*Goal of the exercise*. Report, as a bare number, how many lines of the entries below contain "metal".

------ Source data

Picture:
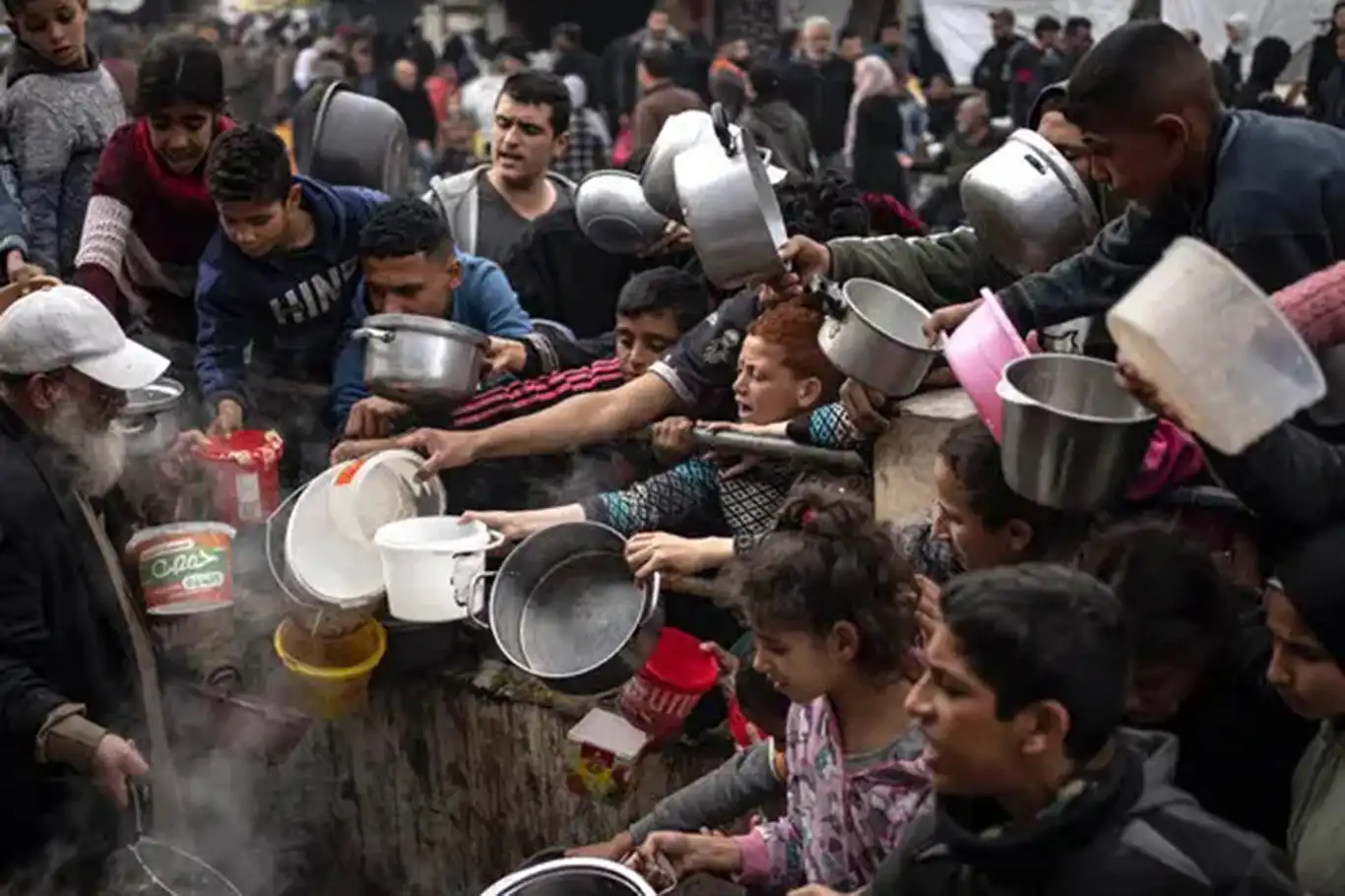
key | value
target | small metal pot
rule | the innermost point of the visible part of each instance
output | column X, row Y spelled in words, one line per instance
column 419, row 359
column 566, row 609
column 731, row 208
column 572, row 877
column 153, row 417
column 1071, row 439
column 874, row 334
column 1029, row 205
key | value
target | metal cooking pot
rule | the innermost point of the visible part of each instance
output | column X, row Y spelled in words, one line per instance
column 731, row 208
column 566, row 609
column 153, row 417
column 1071, row 439
column 874, row 334
column 572, row 877
column 417, row 359
column 614, row 216
column 1029, row 205
column 358, row 142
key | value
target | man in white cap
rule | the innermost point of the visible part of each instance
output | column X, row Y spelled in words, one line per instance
column 73, row 656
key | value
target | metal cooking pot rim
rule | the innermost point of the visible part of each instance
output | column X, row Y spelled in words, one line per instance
column 419, row 323
column 1072, row 415
column 160, row 395
column 1064, row 171
column 511, row 883
column 855, row 309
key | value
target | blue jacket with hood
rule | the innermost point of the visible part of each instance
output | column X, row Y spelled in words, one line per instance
column 294, row 308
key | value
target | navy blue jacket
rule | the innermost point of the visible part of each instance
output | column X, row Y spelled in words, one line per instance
column 293, row 308
column 1274, row 205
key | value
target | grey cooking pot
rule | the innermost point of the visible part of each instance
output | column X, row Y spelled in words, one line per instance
column 731, row 208
column 613, row 214
column 1071, row 439
column 153, row 417
column 358, row 142
column 565, row 608
column 418, row 359
column 1029, row 205
column 874, row 334
column 572, row 877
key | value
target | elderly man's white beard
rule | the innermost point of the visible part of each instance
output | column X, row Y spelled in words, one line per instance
column 96, row 459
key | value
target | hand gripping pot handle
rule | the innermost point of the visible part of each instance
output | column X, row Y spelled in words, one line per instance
column 370, row 333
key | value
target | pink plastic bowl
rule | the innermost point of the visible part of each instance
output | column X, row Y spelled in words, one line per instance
column 978, row 352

------------

*Exercise response*. 3